Und dann kommt es zum Stadtgang (in jedermanns Tür hat er freilich keinen Zutritt bzw. nur dann, wenn die erbetene Audienz genehmigt wurde), hinaus in den „preußischen Sand“, diesmal offenbar zu Fuß und nicht per Pferd wie im Hinze und Kunze-Roman. Der Dichter kommt nun auch gleich zur Sache und hat mit dem Augenschein auch schon die Probleme vor Augen:

11
Abgerissen das Schloß, und das Junkertum stumpfo stieloque.
Aber um unseren Palast wurzelt schon wieder das Kraut.

12
Hat man ihn wieder? Mich freut’s. Der Alte Fritz hoch zu Rosse.
Hat doch auch Lessing zugleich wieder sein Denkmal, am Arsch.

13
Was die Bourgeoisie über Nacht aus dem Boden gestampft hat
Und in ihn hinein! Beides vermöchten wir nie.

14
Abgehäutet die Häuser starren, häßliche Fressen.

■ ARBEITSAUFTRÄGE
(1) Können Sie aus dem Auszug über den Stadtgang des Dichters den Wortlaut zwischen „Und dann kommt“ und „Denkmal, am Arsch.“, beide eingeschlossen, unverändert niederschreiben?
(2) Wie geht der Auszug über den Stadtgang des Dichters nach seinem letzten Vers weiter? Führen Sie ihn von dort aus fort.

■ VORLIEGENDES MATERIAL
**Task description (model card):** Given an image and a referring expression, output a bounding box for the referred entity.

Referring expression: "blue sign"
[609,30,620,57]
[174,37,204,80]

■ ANTWORTEN JE AUFGABE
(1)
Und dann kommt es zum Stadtgang (in jedermanns Tür hat er freilich keinen Zutritt bzw. nur dann, wenn die erbetene Audienz genehmigt wurde), hinaus in den „preußischen Sand“, diesmal offenbar zu Fuß und nicht per Pferd wie im Hinze und Kunze-Roman. Der Dichter kommt nun auch gleich zur Sache und hat mit dem Augenschein auch schon die Probleme vor Augen:

11
Abgerissen das Schloß, und das Junkertum stumpfo stieloque.
Aber um unseren Palast wurzelt schon wieder das Kraut.

12
Hat man ihn wieder? Mich freut’s. Der Alte Fritz hoch zu Rosse.
Hat doch auch Lessing zugleich wieder sein Denkmal, am Arsch.

(2)
Nun besitzen wir sie, aber erwarben sie nicht.

Nicht weniger sarkastisch geht Brauns Rede, wenn er den Blick auf die geteilte Stadt wirft und beide Seiten nicht als gut bewohnbar erkennt:

84
Freier wäre ich da, und könnte tun oder lassen -
Was weiß ich. Was ich weiß, reicht zum Berufsverbot aus.

85
Diese Stadt ist geschützt, zwei Millionen Groß-, ja doch, schnauzen
Und mit Herz; keinem Feind, auch nicht dem besten, genehm.

86
Lizensiert ist das Leben, es schäumt im gefüllten Kanister
Und die Freiheit auch: so konzentriert braust sie auf.

87
Warum sollen sie nicht den Reichstag verpacken, in Klarsicht-
Folie? wie eine Ware, wie doch alles zur Ware hier wird.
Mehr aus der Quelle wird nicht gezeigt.